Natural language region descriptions
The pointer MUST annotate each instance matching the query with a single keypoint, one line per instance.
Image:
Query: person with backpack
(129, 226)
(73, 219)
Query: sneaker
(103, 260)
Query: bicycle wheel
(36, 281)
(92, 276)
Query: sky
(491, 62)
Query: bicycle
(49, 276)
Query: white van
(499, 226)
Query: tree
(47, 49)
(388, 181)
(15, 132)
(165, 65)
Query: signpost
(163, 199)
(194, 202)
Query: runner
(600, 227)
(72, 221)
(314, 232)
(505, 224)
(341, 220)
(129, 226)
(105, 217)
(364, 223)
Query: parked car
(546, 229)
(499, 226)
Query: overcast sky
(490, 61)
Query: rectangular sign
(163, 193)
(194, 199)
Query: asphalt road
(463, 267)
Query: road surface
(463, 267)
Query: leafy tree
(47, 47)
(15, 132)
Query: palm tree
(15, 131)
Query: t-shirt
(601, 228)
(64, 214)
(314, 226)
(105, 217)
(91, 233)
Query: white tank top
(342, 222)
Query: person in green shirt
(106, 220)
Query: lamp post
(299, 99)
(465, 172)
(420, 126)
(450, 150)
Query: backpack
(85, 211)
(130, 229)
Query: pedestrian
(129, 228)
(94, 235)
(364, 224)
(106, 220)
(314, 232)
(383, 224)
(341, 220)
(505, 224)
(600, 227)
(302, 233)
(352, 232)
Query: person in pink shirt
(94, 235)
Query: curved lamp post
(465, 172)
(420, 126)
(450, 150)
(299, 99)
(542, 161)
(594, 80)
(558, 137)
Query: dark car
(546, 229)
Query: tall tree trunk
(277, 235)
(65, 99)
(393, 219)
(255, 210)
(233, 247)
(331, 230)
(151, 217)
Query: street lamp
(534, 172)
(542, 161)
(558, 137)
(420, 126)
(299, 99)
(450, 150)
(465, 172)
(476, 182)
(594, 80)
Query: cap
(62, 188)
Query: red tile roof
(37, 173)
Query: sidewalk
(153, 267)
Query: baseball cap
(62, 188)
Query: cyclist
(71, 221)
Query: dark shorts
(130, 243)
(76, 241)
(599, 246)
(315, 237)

*Exercise details:*
From the line holding "Query: white van" to the final line of the data, output each line exactly and nothing more.

*Answer box:*
Query: white van
(499, 226)
Query: tree
(47, 49)
(388, 181)
(15, 132)
(165, 65)
Query: signpost
(163, 199)
(194, 202)
Query: runner
(600, 227)
(72, 221)
(314, 232)
(505, 224)
(341, 220)
(129, 226)
(105, 217)
(364, 223)
Query: parked car
(546, 229)
(499, 226)
Query: overcast sky
(490, 61)
Query: rectangular sign
(163, 193)
(194, 199)
Query: asphalt road
(463, 267)
Query: road surface
(463, 267)
Query: leafy tree
(47, 47)
(15, 132)
Query: palm tree
(15, 131)
Query: t-shirt
(601, 228)
(64, 214)
(314, 226)
(105, 217)
(91, 233)
Query: white tank top
(342, 222)
Query: person in green shirt
(106, 220)
Query: lamp post
(299, 99)
(465, 172)
(420, 126)
(450, 150)
Query: backpack
(85, 211)
(130, 229)
Query: pedestrian
(129, 228)
(94, 235)
(364, 224)
(106, 220)
(314, 232)
(383, 224)
(341, 220)
(505, 224)
(600, 227)
(302, 233)
(352, 232)
Query: person in pink shirt
(94, 235)
Query: curved lamp post
(465, 172)
(420, 126)
(450, 150)
(299, 99)
(542, 161)
(594, 80)
(558, 137)
Query: dark car
(546, 229)
Query: tall tree trunk
(277, 235)
(65, 99)
(393, 219)
(255, 210)
(233, 247)
(331, 230)
(151, 217)
Query: street lamp
(534, 172)
(542, 161)
(558, 137)
(420, 126)
(299, 99)
(450, 150)
(465, 172)
(476, 182)
(594, 80)
Query: cap
(62, 188)
Query: red tile roof
(37, 173)
Query: sidewalk
(153, 267)
Query: baseball cap
(62, 188)
Query: cyclist
(71, 221)
Query: dark shorts
(130, 243)
(76, 241)
(599, 246)
(315, 237)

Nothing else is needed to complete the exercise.